### QUOTED TEXT
Apple’s announced release of its new iPhone 5 yesterday, as well as the introduction of the new Kindle Fire and other tablets - including the possibility of a “mini-iPad” - are expected to strengthen demand for air freight capacity and push rates higher.
The air freight market “is very poor right now to begin with, in the sense that there is way too much capacity,” said Kim Ekstrom, senior vice president of Shipco Transport, a Hoboken, N.J.-based non-vessel-operating common carrier. “But a surge, an influx of cargo such as the iPhone, the market cannot cope with, so most likely rates will go up.
“Like everything else, it is a yield-controlled market, the highest revenue flies. So the rate last week of $3 a kilo is probably going to be $4, $5 next week,” he said, noting his firm does not do business with Apple.
Kevin Sterling, an air freight and logistics analyst with the bank BB&T, noted in March when the latest generation iPad was launched, global air freight spot rates jumped 20 percent in one week and he has heard anecdotally spot rates jumped from $3.80 to $4.20 in the past week.
Sterling said with the large number of launches of new products this fall “shippers will probably be able to find capacity, but it is going to cost them a little more than a month ago.”
Since March, he noted there has been a reduction in air freight capacity in the Asia-Pacific lanes on lower freight demand and UPS, for example, parked 10 percent if its international capacity.
“Here is the difference—in March we really only had the new iPad. September and October, we have the iPhone 5, the Kindle, the mini iPad –to me there are many more new products on the horizon this fall. I would not be surprised to see rates rise above where they were in March.”
DHL, UPS, and FedEx are all rumored to carry some of the iPhone traffic. Neither FedEx or UPS would comment.
Sterling said Apple’s business “tends to fit the integrator’s model, because they control their own capacity, have flexibility and scale, which is all what Apple wants, versus a freight forwarder who doesn’t control his own capacity and is reliant on somebody else.

### DATASET RECORDS
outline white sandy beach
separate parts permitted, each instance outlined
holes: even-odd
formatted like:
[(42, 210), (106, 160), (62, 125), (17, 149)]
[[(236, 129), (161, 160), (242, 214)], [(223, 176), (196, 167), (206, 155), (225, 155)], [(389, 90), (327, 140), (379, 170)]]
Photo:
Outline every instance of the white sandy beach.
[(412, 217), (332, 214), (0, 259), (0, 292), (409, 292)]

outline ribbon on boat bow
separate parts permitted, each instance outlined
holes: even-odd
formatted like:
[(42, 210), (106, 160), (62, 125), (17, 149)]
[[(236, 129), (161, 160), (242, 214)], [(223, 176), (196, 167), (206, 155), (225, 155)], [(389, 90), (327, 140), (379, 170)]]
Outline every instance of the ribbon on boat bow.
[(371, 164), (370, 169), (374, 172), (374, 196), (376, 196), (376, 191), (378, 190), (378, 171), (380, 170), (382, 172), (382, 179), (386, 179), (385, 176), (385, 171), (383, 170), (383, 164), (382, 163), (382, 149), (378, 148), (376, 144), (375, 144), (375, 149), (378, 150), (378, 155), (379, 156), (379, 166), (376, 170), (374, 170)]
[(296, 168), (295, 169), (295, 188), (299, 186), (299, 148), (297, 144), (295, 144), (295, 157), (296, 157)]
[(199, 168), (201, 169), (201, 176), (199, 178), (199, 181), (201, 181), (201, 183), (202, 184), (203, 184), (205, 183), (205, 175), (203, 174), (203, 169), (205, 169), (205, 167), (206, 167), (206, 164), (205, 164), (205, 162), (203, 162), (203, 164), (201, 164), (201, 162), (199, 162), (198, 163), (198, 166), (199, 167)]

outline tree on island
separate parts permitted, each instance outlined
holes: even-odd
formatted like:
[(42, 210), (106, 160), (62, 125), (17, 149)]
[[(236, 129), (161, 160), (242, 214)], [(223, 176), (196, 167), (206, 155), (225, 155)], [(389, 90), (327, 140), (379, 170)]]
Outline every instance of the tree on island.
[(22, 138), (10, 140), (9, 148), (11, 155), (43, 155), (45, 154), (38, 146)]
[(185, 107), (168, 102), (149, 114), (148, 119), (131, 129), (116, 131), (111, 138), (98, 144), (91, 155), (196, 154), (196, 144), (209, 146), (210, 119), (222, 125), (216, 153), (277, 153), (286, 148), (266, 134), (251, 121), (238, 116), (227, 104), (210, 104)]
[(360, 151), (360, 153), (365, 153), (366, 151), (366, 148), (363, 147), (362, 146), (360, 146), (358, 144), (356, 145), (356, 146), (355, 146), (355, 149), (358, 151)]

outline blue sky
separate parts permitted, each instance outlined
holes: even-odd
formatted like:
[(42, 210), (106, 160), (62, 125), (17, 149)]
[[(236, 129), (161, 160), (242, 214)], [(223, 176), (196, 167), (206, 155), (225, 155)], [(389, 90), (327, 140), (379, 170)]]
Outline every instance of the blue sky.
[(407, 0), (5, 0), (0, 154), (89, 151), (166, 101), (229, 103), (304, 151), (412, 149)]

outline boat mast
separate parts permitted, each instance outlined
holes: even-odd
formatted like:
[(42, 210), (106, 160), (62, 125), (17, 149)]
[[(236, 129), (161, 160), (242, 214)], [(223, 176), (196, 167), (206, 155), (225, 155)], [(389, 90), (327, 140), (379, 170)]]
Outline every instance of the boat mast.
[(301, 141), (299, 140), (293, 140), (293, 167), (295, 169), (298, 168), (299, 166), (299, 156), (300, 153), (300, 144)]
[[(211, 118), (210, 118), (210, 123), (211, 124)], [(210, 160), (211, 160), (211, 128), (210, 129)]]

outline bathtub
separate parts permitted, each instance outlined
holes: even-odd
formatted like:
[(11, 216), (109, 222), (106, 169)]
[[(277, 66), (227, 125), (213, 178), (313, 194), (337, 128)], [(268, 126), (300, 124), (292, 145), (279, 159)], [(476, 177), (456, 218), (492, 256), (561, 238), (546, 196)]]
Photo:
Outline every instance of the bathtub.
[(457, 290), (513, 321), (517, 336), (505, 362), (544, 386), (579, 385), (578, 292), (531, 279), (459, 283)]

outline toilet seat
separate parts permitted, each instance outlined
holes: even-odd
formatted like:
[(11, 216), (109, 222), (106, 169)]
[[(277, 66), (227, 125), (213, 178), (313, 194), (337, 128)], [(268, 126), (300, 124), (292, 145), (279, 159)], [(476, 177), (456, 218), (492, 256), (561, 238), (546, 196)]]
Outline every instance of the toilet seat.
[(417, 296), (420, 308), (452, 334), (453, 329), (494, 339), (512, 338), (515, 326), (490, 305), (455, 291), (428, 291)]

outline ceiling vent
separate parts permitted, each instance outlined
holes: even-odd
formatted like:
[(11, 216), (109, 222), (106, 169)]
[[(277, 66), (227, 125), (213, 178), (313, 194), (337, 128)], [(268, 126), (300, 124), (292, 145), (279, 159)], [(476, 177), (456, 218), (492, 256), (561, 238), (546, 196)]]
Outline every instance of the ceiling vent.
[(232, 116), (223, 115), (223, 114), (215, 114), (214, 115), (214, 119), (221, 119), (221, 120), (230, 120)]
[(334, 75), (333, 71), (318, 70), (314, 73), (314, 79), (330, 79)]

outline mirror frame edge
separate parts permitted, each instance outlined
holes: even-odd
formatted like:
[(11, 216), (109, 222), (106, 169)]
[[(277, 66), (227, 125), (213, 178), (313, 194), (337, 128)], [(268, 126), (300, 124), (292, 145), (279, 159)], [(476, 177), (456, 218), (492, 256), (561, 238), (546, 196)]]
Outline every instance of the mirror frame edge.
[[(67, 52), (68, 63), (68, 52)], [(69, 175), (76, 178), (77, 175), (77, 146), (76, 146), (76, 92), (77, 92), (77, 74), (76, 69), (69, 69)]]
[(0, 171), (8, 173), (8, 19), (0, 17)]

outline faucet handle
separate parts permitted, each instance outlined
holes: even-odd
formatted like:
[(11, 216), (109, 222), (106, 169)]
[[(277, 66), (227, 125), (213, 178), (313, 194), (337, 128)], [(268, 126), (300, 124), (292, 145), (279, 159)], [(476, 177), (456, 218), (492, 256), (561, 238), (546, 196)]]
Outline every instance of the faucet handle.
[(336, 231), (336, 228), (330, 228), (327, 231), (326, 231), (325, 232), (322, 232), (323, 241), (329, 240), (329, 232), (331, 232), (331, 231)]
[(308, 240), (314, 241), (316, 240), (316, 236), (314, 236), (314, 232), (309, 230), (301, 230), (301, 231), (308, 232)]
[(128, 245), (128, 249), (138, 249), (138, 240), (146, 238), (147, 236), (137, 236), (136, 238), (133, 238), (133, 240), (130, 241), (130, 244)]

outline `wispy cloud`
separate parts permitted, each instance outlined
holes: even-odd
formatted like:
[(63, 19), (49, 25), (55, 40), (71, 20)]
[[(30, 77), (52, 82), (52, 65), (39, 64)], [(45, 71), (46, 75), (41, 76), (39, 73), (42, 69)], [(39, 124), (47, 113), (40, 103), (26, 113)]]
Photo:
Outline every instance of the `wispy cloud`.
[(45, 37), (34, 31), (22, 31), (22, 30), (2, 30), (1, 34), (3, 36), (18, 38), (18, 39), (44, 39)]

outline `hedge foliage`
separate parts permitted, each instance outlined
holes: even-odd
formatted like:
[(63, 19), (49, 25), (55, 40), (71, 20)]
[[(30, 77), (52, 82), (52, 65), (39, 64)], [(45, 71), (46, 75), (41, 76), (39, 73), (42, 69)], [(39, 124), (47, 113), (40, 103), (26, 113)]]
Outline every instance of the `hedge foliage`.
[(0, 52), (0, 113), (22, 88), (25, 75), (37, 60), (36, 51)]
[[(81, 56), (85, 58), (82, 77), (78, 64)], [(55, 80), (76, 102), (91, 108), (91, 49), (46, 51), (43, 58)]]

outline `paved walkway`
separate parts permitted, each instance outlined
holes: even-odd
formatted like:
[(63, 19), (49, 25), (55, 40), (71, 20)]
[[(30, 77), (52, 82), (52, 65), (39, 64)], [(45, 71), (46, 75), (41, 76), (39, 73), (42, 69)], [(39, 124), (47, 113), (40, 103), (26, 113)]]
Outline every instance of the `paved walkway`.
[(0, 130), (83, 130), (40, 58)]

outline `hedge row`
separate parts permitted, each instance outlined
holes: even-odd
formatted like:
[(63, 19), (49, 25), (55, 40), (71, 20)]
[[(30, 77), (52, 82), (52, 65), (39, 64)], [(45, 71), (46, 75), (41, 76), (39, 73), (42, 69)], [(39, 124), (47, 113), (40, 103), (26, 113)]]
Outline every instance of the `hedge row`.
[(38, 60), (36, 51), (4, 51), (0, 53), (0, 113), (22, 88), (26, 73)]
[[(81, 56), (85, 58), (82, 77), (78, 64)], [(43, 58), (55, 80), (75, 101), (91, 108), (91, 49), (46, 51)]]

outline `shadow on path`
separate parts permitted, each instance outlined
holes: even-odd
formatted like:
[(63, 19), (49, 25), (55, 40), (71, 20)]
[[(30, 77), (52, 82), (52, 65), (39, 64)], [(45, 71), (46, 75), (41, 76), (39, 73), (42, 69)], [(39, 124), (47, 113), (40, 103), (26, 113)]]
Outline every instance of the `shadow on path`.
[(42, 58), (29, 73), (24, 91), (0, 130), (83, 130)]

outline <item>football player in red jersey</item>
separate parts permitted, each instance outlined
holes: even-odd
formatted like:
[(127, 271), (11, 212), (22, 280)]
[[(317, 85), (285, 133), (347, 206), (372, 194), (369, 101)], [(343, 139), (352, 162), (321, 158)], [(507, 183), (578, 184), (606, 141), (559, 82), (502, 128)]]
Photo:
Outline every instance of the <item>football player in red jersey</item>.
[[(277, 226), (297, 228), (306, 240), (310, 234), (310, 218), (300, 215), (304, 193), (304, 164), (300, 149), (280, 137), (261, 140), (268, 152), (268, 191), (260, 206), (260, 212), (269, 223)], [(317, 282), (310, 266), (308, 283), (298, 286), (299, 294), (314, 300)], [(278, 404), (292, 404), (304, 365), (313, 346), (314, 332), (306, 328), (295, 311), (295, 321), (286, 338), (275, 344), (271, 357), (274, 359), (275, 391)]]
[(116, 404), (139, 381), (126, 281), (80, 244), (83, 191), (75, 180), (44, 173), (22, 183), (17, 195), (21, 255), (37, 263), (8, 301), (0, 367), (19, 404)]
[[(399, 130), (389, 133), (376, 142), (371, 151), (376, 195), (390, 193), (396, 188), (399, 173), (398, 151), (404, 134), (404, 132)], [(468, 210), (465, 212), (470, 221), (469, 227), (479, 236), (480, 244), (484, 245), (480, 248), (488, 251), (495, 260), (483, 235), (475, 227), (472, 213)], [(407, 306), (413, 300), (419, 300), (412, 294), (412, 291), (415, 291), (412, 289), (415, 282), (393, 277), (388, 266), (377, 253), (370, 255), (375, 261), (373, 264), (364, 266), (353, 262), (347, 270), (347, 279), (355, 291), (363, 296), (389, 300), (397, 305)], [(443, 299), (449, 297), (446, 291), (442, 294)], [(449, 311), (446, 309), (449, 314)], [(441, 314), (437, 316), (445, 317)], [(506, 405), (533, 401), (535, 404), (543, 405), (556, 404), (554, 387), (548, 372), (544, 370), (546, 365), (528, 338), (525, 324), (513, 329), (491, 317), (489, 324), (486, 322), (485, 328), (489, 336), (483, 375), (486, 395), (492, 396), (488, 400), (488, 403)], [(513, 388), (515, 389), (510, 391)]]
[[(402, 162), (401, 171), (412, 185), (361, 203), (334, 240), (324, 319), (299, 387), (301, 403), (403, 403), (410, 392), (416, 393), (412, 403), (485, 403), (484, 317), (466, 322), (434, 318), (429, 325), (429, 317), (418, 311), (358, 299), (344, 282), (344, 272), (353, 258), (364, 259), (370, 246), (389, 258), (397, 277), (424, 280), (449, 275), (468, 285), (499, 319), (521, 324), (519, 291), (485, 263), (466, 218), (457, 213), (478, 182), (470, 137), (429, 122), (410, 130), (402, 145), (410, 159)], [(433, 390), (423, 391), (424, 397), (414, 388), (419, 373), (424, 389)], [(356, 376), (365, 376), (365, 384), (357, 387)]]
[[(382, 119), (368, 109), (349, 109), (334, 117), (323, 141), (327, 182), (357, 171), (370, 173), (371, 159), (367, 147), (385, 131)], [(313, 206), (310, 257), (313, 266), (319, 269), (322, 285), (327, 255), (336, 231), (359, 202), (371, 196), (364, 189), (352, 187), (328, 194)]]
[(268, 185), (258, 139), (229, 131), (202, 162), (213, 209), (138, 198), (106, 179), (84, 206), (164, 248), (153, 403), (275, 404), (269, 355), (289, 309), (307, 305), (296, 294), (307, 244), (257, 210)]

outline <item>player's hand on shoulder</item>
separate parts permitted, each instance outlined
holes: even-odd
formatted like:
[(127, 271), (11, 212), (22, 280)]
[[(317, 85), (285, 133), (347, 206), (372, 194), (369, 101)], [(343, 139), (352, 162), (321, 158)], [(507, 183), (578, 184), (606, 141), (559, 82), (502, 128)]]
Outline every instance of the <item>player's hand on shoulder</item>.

### THE PROBLEM
Using the air freight article above, answer each question in a few words:
(a) What company does Kim Ekstrom work for, and where is it based?
(b) By what percentage did global air freight spot rates jump in one week after the latest iPad launched in March?
(c) Which three carriers are rumored to carry some of the iPhone traffic?

### SOLUTION
(a) Shipco Transport, based in Hoboken, N.J.
(b) 20 percent
(c) DHL, UPS, and FedEx